• [WORK TO COMPLETE]: In the Fort Stewart hunting thread, what information does Pass and Permit need to register a gun?
DOCUMENT PASSAGE start
# Ft. Stewart Hunting Buddy



## AllTerrainAngler (Apr 11, 2016)

I live in Statesboro and have heard nonstop about the hogs on Stewart. Before i moved here I ran dogs almost every weekend. Since I've moved have not even seen one down this way. Would really like to get up with someone who knows Stewart well along with the application process to hunt. Willing to help pay for whatever expenses if any and even let you use one of my firearms for the troubles.


----------



## Bama B (Apr 11, 2016)

The application process is pretty straight fwd. Go to pass and permit off 144 on Stewart or on Hunter air field. You will need copy of hunter safety card and licence. They will do the rest. You will also need to register your fire arm. There is a form you can print offline and fill out. I am not sure were on Stewart to do that on hunter you go to the gate and they will direct you to the permit office. they are always moving it. Do not bring the weapon. If you go to hunter you must have all auto registration and insur. proof in order to enter the base. Hog hunting is closed on Stewart during turkey season and dogs are not allowed. But you don't need them with it starting to get warm just find water.


----------



## Bama B (Apr 11, 2016)

I would suggest calling pass and permit and they will tell you were to go to register firearm. One last thing if you want to hunt with a bow you will have to pre qualify at pass and permit in order to hunt with one. You qualify once to hunt gun areas and have to qualify every year to hunt bow areas


----------



## GSUbackwoods (Apr 11, 2016)

You can register firearms at Pass and Permit on Fort Stewart.  They will need Manufacturer, model and serial number in order to register the gun.


----------



## NastyBruises11B (Apr 14, 2016)

I hunt hogs on Stewart weekly. Feel free to shoot me a p.m. The more the merrier


----------



## tugrivercopper (Apr 20, 2016)

hog population on stewart seems waydown, you can still make it happen.but don't read back on the old posts here and expect hogs everywhere,u gotta work for them


----------



## jrsower (May 11, 2016)

tugrivercopper said:


> hog population on stewart seems waydown, you can still make it happen.but don't read back on the old posts here and expect hogs everywhere,u gotta work for them



I agree. They aren't a plentiful as they have been in years past. Or at least we aren't seeing them like we used to.
DOCUMENT PASSAGE end
SUPPLIED INFORMATION start
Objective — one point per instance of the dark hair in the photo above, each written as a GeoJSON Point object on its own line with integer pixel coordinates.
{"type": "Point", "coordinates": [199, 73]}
SUPPLIED INFORMATION end
• [EXPECTED ANSWER]: The manufacturer, model, and serial number.